Task to carry out> Every record, from the first to the last, is to be printed again exactly.

Data listing>
######

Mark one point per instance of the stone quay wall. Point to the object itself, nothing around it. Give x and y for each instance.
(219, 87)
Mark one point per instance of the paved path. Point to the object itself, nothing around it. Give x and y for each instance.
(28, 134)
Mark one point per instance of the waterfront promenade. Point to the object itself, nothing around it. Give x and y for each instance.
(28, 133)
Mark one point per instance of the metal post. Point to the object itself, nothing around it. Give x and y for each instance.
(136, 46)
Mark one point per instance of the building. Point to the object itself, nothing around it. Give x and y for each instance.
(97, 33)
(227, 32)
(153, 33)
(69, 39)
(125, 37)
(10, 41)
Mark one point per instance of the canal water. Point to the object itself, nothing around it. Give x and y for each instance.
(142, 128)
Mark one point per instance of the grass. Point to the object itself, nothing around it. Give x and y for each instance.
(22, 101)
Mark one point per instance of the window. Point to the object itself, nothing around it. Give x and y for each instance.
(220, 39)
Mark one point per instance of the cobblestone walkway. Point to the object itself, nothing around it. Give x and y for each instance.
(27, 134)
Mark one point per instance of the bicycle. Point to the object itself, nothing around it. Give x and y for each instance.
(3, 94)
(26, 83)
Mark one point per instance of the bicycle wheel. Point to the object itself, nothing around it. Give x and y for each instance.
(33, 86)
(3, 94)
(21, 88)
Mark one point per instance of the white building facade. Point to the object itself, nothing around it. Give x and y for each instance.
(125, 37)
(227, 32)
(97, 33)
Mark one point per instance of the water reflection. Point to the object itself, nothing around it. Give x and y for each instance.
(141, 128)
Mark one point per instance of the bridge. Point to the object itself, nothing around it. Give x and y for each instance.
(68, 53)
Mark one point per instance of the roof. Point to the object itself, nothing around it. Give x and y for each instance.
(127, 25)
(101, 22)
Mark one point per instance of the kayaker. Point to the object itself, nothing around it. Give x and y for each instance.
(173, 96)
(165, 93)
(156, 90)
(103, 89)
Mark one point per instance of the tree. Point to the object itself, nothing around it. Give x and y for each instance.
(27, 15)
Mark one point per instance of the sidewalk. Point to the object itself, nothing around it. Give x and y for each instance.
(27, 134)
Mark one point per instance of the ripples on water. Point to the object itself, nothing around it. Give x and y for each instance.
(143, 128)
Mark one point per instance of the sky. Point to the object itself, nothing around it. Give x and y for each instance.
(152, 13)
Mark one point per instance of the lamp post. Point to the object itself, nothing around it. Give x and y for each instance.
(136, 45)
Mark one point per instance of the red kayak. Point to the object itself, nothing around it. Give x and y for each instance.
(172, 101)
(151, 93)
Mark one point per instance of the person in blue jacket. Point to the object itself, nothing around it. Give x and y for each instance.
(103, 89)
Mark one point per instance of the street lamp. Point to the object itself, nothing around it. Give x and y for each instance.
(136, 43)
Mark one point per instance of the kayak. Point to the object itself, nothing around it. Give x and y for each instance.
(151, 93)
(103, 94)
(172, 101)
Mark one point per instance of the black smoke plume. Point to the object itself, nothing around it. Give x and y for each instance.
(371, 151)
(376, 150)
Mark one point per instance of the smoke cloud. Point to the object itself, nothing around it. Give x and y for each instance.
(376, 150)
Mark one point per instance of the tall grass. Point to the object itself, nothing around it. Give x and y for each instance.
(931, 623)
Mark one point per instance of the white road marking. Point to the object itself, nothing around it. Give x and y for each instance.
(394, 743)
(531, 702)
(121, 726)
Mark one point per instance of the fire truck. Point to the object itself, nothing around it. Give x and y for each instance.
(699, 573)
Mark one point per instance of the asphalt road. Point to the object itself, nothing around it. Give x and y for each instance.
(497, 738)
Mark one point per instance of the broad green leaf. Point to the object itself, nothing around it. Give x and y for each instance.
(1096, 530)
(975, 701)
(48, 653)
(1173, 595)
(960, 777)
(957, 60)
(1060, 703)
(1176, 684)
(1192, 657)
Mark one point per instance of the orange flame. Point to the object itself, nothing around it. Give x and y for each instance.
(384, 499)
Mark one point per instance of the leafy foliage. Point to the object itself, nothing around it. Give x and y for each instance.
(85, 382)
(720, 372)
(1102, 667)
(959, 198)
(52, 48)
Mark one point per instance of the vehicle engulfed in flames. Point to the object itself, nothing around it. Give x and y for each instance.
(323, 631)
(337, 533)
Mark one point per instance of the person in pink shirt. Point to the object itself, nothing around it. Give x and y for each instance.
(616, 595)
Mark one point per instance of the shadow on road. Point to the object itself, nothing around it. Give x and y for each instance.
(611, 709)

######

Solved exercise>
Mark one point per instance of the stone quay wall. Point to the object itself, nothing around it. Give x and y for each instance.
(219, 87)
Mark one point per instance of the paved path. Point to the object itself, nothing around it. Give x and y for each instance.
(28, 134)
Mark one point per instance of the waterfront promenade. Point to the object itself, nothing around it. Give x and y for each instance.
(28, 133)
Mark one point per instance of the metal post. Point to the object itself, nothing around it. Give x and y for each instance.
(136, 46)
Mark one point per instance of the building. Point to the object itself, nothing around it. Give x and y for each instance.
(97, 33)
(227, 32)
(153, 33)
(69, 39)
(125, 37)
(10, 41)
Mark one point per instance of the canal water. Point to the object itself, nothing around it. Give x and y for each instance.
(142, 128)
Mark one point per instance of the grass. Point to the object itself, nothing around it. Give x and y for each instance.
(22, 101)
Mark one point per instance of the window. Point to the object itself, nothing around it. Give x and y for each instance.
(220, 39)
Mark one point per instance of the cobblestone walkway. Point to the object itself, nothing around it. Give x and y for each instance.
(27, 134)
Mark one point per instance of the bicycle. Point to the object itself, nothing around it. Give x and y for each instance.
(3, 94)
(26, 83)
Mark one point per instance of the bicycle wheel. Point to the object itself, nothing around it. Give x and y for each instance.
(33, 86)
(3, 94)
(21, 88)
Mark one point per instance of the white building facade. Point to the object itself, nothing around it. Give x and y for each instance.
(125, 37)
(227, 32)
(97, 33)
Mark one point per instance of the water reflection. Point to the object itself, nothing around it. Give x and y for each instance.
(141, 128)
Mark one point per instance of the bridge. Point to the object itself, nothing around it. Give x and y for each instance.
(68, 53)
Mark one point per instance of the roof. Point to the object itself, nothing around it. Give x and y for each instance.
(127, 25)
(101, 22)
Mark one point per instance of the kayaker. Point to the object itself, nothing around it. Give x and y for each instance.
(173, 96)
(165, 93)
(156, 90)
(103, 89)
Mark one point per instance of the tree. Point to the object itself, nothing around it. Give x and y for each instance.
(27, 15)
Mark one point per instance of the sidewalk. Point to the object itself, nothing around it. Give x and y for each instance.
(27, 134)
Mark one point per instance of the ripples on water. Point to the object itself, nothing around it. Give x and y for each instance.
(143, 128)
Mark one point per instance of the sky. Point to the object itself, nothing around it. Give x and y for each instance.
(152, 13)
Mark one point per instance of the lamp post. Point to the object itself, nothing around it. Give x and y for each instance.
(136, 45)
Mark one point per instance of the red kayak. Point to the object itself, nothing around it. Give x and y for each instance.
(172, 101)
(151, 93)
Mark one point per instance of the person in blue jacket. Point to the object itself, nothing around it. Give x and y for each instance.
(103, 89)
Mark one point per instance of the street lamp. Point to the object itself, nothing around it. Give x and y for each instance.
(136, 43)
Mark one point per instance of the kayak. Point to the object itself, nothing around it. Give x and y for each instance.
(151, 93)
(103, 94)
(172, 101)
Mark one point per instance of the black smoke plume. Point to the object itself, nothing around it. Give x and y for each instance.
(371, 151)
(376, 150)
Mark one point per instance of the smoke cloud. Point to the object itself, nothing around it. Give x and y for each instance.
(376, 150)
Mark one point per instance of the tall grass. Point to the object itself, nothing around it. Give x and y for each instance.
(931, 623)
Mark one point per instance of the white road marking. Point to the object itself, nothing around it. Give x and y for each instance.
(394, 743)
(531, 702)
(121, 726)
Mark one point per instance of the fire truck. Point to the object itself, nothing around it. Give x and y for each instance.
(699, 573)
Mark one point per instance of the asphalt road. Point to the object itself, nothing around it. Give x and y for each instance.
(497, 738)
Mark one point per instance of the broad green leaf. Point to the object itself, nothing around it. Give x and y for each instance.
(1096, 530)
(975, 701)
(48, 653)
(1173, 595)
(960, 777)
(957, 60)
(1060, 703)
(1176, 684)
(1192, 657)
Mark one point per instance of the orange flame. Point to the object itself, nothing around it. Give x and y for each instance.
(384, 499)
Mark one point per instance of the leafy foliage. Point to the object itself, nothing around it. Give x and y for each instance.
(85, 382)
(720, 372)
(1102, 667)
(959, 198)
(52, 48)
Mark one point per instance of the vehicle engulfed in flames. Point to the object itself, nothing around it. Give x and y for each instance.
(323, 631)
(337, 533)
Mark one point per instance of the person in pink shirt. Point to the object itself, nothing around it. Give x and y for each instance.
(616, 595)
Mark one point per instance of the shadow on road. Point to the object itself, nothing around it. Give x and y for each instance.
(611, 709)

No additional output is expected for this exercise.